- EXTRAIT DU TEXTE -
┌────────

Dubai ou la tentation de la démesure
Pfff, je commenterais pas l’article d’avant. Je ne me rabaisserais pas à de vaines polémiques, les évènements futurs parleront pour moi.
Dubai…
Comment raconter Dubaï ? Vendredi 7 mars, nous arrivons à l’aéroport de « Sharjah », l’un des sept états des Emirats d’arabe Unis, et durant ce trajet nous commençons à avoir un aperçu de ce que nous verrons tout au long de ce petit séjour.
Nous avons décidé de ne rester que cinq jours à Dubaï. Nous remarquons encore plusieurs personnes aux nez « pansementés », (oui j’aime bien inventer des mots, ils ont bien été inventés un jour, non ? Alors pourquoi ne pas en inventer d’autres), aux moins sept ou huit rien que pour notre avion, mais également des convalescents d’opération divers. Nous nous demandons si ce n’est pas moins cher de se faire opérer en Iran ? On croirait un tourisme médical. On voit également une émiratie accompagnée de sa « charala » (domestique). Elle s’occupe des enfants, pendant que celle-ci a les bras occupés à tenir son sac et marche hautainement devant elle. J’ai toujours entendu parlé de ces femmes à tout faire, et c’est bien le terme, mais malgré tout, cela me déstabilise. Je regarde cette femme qui semble être une philippine. Elle a les yeux baissés. Je ne ferais que les regarder quand beaucoup ne les voient même plus. Je suis touchée par la fatigue de leur regard ou leur timide sourire…
Arrivés aux Emirats, j’assiste amusée au bisou traditionnel entre hommes, qui se saluent en se frottant le nez. Si en Iran j’étais fascinée par le tchador des femmes, aux Emirats ce sera par le blanc immaculé de la tenue traditionnelle des hommes. Cela leur donne une telle allure…
Nous sommes hébergés par un ami au centre de Dubaï, du couchsurfing en somme, notre deuxième depuis notre voyage. Nous sortons prendre un taxi et nous sommes déjà ravi de sentir un air plus respirable. Durant tout le trajet nous amusons le chauffeur par notre excitation et notre effervescence. Je filme, photographie dans tout les sens. Dubaï c’est…énorme, la ville de tous les superlatifs ! La démesure totale. C’est impressionnant évidement, mais cela fait penser à New York ou Shanghai et elle semble n’être qu’une pâle copie de ces villes démentielles. Arriverais-je à dépasser l’apriori négatif que j’ai des émirats et des émiratis ? Arriverais-je à dépasser cette impression de ville superficielle et sans âme ?
Nous arrivons dans l’appartement de notre ami et nous sommes malgré tout conquis par le confort simple mais élégant de son appartement. Le luxe a du bon quand même. Dubaï me fascine d’une certaine façon et me fait peur. Me fascine par ses prouesses, défis architecturaux et son luxe si confortable. Me fait peur aussi à cause de ce dernier justement, car je sens qu’on peu y perdre son âme. Nous sommes tous voués à aimer ce qui est beau et facile. Et je n’y échappe pas plus qu’une autre. Si on me donnait un appartement tout en haut d’une tour avec vue sur toute la ville, gardien, piscine et salle de fitness au dernier étage, voiture de fonction et salaire conséquent, soleil, charala pour trois francs six sous, refuserais-je l’occasion ? Rien que pour cela, elle constitue pour moi, la tentation. On peut, et certains ont déjà perdu leurs âmes et pour beaucoup moins que ça.

└────────

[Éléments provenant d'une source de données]
┌────────

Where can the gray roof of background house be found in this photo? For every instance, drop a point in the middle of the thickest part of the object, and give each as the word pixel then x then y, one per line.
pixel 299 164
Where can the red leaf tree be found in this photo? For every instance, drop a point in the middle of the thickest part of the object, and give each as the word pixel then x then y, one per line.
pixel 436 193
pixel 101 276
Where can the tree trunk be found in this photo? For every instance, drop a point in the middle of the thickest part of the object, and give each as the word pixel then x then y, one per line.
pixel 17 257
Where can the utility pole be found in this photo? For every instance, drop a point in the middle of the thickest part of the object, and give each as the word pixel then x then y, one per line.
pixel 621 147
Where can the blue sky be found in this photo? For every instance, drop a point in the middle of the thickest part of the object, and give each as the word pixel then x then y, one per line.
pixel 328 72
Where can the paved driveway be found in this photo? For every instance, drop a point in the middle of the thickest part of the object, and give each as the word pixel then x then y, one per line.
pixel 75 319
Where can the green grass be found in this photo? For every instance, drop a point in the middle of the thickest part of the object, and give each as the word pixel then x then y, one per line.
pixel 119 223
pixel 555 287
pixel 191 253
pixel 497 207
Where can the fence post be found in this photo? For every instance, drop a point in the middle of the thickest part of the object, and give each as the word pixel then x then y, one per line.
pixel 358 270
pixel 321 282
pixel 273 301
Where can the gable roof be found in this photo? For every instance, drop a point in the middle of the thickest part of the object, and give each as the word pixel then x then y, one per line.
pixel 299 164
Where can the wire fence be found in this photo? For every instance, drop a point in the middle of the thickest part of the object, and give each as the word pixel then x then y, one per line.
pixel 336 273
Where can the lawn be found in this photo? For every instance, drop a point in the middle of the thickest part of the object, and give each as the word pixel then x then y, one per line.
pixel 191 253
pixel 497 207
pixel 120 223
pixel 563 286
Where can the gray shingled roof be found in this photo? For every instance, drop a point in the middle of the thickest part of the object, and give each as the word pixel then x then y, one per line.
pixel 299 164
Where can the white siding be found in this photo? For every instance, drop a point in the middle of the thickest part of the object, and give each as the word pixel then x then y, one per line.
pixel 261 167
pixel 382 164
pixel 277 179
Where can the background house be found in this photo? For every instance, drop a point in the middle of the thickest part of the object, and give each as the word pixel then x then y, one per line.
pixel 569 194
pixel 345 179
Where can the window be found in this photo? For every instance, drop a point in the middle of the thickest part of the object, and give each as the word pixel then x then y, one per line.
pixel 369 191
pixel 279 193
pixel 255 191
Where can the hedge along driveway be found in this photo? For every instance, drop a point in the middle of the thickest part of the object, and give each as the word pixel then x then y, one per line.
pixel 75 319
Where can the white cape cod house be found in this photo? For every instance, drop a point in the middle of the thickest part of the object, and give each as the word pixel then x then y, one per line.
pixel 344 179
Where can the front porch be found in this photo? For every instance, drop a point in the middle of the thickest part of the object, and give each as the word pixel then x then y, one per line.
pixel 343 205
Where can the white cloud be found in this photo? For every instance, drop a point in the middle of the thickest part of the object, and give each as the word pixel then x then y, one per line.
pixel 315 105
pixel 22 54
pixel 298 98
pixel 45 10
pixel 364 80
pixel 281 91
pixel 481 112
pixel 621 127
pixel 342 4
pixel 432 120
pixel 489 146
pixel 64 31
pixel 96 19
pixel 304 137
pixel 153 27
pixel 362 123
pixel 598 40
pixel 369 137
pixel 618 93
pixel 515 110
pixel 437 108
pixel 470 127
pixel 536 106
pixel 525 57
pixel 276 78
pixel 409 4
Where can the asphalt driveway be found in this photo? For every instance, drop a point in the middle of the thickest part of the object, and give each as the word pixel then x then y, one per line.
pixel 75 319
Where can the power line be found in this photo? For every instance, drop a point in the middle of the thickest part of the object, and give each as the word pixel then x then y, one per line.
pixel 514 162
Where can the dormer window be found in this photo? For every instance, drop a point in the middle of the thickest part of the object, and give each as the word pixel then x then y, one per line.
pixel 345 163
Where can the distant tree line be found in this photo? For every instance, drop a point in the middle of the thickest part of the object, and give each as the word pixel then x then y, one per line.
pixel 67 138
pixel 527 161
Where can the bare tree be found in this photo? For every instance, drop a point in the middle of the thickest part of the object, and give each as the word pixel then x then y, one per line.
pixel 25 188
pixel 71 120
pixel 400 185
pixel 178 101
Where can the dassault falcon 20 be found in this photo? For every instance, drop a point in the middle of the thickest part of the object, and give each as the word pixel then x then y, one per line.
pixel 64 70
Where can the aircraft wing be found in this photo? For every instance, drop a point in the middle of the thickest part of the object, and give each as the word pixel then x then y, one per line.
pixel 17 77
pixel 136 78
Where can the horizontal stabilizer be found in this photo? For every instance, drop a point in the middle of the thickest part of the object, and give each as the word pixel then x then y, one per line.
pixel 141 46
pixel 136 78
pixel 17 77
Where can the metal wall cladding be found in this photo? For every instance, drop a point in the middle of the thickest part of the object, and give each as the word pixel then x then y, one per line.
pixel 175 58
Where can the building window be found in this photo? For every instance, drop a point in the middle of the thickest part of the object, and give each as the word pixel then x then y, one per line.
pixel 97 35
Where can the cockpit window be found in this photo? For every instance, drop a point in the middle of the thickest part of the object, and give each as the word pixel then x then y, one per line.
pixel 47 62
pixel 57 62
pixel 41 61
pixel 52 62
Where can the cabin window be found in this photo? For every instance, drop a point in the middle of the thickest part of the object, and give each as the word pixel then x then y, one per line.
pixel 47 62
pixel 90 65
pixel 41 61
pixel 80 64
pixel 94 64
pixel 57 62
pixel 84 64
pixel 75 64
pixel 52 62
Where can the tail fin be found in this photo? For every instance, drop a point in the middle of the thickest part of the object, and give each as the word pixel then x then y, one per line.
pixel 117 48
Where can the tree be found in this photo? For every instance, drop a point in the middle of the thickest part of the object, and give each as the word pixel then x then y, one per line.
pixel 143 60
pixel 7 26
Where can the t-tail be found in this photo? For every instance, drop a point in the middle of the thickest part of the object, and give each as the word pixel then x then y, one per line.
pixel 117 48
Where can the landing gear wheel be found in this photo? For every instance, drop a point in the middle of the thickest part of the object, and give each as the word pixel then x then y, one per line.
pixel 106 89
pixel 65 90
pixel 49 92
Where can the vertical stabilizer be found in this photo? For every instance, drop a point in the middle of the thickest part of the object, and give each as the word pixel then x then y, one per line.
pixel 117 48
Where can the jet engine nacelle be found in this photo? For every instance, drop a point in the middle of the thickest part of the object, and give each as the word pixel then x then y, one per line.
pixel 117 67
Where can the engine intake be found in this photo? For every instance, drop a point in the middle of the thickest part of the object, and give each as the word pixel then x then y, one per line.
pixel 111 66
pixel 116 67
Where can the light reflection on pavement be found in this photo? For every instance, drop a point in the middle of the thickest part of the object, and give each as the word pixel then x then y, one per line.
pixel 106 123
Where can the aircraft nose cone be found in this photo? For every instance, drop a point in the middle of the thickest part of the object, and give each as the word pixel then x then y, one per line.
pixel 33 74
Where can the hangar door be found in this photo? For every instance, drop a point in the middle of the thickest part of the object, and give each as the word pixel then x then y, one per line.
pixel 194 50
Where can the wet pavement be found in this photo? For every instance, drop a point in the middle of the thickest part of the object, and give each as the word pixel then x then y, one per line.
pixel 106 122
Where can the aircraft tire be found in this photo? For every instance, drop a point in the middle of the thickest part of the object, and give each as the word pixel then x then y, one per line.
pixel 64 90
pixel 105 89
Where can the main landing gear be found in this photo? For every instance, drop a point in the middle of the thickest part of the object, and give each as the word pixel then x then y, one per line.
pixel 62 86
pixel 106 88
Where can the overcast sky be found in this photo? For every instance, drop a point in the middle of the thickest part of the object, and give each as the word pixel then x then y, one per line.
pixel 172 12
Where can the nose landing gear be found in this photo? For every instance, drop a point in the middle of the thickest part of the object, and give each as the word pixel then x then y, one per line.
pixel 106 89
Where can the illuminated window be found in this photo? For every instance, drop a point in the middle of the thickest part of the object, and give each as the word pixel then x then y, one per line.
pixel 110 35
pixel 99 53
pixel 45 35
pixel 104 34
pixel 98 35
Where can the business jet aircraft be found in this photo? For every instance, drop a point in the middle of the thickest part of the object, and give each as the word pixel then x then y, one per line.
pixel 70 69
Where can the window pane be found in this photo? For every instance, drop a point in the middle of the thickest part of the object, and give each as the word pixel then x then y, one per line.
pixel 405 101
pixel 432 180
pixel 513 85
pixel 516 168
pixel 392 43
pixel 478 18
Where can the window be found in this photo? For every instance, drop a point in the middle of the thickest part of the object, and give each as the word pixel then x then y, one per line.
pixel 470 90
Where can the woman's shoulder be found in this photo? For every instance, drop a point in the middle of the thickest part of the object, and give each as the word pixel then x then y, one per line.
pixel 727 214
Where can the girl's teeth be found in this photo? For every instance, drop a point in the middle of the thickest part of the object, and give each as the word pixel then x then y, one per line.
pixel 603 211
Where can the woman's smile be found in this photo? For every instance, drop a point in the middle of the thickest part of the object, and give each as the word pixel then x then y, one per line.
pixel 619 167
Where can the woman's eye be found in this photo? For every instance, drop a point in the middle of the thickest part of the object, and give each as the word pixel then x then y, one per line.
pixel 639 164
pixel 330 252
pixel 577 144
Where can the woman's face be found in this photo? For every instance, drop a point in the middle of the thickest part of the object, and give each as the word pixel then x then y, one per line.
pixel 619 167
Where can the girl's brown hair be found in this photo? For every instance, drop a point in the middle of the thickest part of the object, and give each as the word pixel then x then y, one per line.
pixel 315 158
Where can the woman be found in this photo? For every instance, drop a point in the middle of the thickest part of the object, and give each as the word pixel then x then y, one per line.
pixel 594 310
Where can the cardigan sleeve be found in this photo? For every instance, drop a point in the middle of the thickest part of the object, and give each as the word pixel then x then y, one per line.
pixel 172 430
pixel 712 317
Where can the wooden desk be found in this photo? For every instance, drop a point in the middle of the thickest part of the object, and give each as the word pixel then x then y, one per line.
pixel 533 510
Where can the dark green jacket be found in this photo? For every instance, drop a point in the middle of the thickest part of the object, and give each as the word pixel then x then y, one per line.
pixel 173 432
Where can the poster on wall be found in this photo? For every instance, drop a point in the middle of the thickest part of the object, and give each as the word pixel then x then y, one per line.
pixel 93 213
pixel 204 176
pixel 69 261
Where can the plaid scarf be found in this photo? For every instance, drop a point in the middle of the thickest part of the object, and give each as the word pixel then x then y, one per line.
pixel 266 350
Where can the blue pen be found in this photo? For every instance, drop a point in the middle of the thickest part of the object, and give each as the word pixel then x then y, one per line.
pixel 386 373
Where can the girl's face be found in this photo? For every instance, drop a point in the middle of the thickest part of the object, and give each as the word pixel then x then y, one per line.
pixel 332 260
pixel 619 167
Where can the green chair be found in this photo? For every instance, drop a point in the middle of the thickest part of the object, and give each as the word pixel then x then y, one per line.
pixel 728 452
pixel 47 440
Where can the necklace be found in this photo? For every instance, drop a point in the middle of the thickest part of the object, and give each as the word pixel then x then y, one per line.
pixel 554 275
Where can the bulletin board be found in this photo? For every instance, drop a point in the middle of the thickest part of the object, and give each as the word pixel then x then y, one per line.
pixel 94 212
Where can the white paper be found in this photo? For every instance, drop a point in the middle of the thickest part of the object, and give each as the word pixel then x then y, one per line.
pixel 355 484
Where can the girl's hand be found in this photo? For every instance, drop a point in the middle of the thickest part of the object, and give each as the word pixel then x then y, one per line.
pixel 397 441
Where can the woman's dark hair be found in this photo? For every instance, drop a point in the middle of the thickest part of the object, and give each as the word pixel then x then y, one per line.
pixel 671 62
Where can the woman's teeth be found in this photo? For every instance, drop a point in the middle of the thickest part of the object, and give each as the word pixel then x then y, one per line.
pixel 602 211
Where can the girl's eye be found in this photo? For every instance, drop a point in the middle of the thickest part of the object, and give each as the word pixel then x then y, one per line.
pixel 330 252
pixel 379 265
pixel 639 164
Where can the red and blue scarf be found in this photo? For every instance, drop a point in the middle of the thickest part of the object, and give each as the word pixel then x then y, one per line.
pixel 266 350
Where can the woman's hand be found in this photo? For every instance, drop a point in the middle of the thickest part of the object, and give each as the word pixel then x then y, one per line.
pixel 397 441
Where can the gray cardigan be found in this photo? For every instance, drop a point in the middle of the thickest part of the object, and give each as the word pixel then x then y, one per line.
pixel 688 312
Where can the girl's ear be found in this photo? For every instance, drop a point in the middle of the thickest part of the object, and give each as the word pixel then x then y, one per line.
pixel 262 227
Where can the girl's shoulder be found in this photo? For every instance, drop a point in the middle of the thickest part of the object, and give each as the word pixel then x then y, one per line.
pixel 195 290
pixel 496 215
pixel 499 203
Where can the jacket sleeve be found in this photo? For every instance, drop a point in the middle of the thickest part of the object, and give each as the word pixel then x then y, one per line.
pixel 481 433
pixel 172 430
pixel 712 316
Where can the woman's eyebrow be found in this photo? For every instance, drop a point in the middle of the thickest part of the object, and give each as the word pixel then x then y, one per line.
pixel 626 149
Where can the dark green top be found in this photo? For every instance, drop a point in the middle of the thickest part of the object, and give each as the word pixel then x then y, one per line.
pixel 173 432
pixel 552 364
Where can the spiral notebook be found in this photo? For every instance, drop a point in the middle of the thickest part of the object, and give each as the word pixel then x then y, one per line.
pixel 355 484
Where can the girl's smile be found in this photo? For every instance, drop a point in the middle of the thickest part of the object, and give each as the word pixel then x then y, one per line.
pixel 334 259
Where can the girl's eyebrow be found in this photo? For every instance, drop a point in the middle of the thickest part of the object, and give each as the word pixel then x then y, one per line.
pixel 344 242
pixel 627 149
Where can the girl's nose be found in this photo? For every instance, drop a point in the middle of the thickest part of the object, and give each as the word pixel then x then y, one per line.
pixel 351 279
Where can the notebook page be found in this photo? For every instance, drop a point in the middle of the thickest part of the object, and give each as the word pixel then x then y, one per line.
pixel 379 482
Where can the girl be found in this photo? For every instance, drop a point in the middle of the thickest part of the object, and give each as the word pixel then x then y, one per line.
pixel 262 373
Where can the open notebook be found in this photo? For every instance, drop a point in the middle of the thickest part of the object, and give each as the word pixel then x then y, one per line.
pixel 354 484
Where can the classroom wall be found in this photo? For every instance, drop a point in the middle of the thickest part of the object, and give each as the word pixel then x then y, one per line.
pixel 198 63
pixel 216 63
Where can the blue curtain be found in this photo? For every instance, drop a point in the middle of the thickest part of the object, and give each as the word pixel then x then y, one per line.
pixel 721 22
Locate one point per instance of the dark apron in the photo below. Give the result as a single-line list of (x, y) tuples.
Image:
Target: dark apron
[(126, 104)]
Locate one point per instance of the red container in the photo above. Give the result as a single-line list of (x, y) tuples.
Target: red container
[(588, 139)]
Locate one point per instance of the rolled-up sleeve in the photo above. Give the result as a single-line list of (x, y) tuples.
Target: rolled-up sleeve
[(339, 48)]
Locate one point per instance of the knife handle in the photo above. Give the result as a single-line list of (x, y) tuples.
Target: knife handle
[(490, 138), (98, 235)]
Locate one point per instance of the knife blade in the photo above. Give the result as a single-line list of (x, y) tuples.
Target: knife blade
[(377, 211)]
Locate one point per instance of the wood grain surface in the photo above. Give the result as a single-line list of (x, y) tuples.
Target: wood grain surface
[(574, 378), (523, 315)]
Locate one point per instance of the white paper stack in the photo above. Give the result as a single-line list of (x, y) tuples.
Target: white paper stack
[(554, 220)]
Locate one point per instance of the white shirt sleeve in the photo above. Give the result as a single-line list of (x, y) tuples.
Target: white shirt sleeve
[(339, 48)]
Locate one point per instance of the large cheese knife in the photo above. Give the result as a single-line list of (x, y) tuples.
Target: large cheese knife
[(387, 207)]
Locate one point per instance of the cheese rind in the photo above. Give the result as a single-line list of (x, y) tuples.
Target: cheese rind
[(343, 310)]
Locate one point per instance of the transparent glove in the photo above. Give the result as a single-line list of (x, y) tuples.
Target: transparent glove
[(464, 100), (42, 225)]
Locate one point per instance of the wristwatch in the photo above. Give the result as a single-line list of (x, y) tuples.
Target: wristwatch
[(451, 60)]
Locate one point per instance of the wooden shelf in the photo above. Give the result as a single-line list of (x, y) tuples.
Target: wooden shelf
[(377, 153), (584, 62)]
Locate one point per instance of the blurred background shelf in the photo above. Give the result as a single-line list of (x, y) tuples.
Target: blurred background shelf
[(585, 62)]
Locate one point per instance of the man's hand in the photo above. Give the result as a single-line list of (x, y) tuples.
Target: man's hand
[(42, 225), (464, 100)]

└────────

- CONSIGNES -
1. Citez fidèlement le passage du récit sur Dubaï qui commence par « Dubai ou la » et se termine par « parleront pour moi. ».
2. Selon le récit sur Dubaï, combien de jours les voyageurs ont-ils décidé de passer dans la ville ?
3. Poursuivez le récit sur Dubaï à partir de sa dernière phrase.

- RÉPONSES ATTENDUES -
1.
Dubai ou la tentation de la démesure
Pfff, je commenterais pas l’article d’avant. Je ne me rabaisserais pas à de vaines polémiques, les évènements futurs parleront pour moi.

2. Cinq jours.

3.
Nous passerons notre soirée à harceler notre hôte de questions. Nous aurons le droit à des histoires hallucinantes concernant le pays et les émiratis. Je lui demande les plus et les moins de sa vie ici. Les moins comme nous le savons déjà évidemment en numéro un : le racisme, mais il nous précise que c’est un racisme structurel, ouvertement revendiqué et accepté par tous. Ce qui est déstabilisant et il ne sais pas s’il préfére le racisme hypocrite de la France par exemple. Tout en haut de l’échelle raciale : le blanc, parfois en dessous/ ou au même niveau que l’arabe, selon le statut familiale de celui-ci, le maghrébin, le philippin, l’indien, l’africain. Il nous mime à quel point cela se voie, ne serait-ce que dans le salut des uns et des autres. Dans les annonces de travail ou de logement il n’est pas rare de voir dit-il, « pour un européen » ou « pas d’indiens, pas d’africains ».
En second : Le fait de n’avoir aucun avenir dans ce pays sur le long terme, car il n’y a pas de carte de résidence, ni de nationalité pour les étrangers. On est étranger, on reste étranger. On n’est là que pour construire le pays, puis on dégage.
Et pour finir, si on n’a pas d’argent ici, on est rien. Le pur système capitaliste exacerbé au plus haut point. On est ce qu’on a.
Les plus : la sécurité, c’est l’une des villes les plus sur au monde. Evidement en temps que musulman, sont le fait de pouvoir manger hallal partout, de prier et vivre sa religion tranquillement. Il y a des cours pour ceux qu’ils le souhaitent et les femmes sont libres de leur choix et mouvement. Et le confort occidentale.
Sur le parking à côté de la tour ou nous logeons, un jet-sky!
Nous sortons manger dans la vielle ville et j’ai l’impression d’être un peu groggy par l’atmosphère de la ville. Nous mangerons sur la corniche et ce sera notre meilleur repas depuis le début de notre trip.
Le lendemain nous sortons pour faire le tour de la ville en bus « the big bus tour » comme de vulgaires touristes. Nous n’avons pas de voiture et c’est d’après ce qu’on nous dit la meilleure façon d’avoir un aperçu rapide de la ville et de ces spots, mais il faut acheter les billets avant. Nous devons les prendre à coté du mall, le plus grand centre commercial du monde, au pied de Burj Khalifa, la tour la plus haute au monde…. Nous ferons l’erreur fatale de rentrer dedans.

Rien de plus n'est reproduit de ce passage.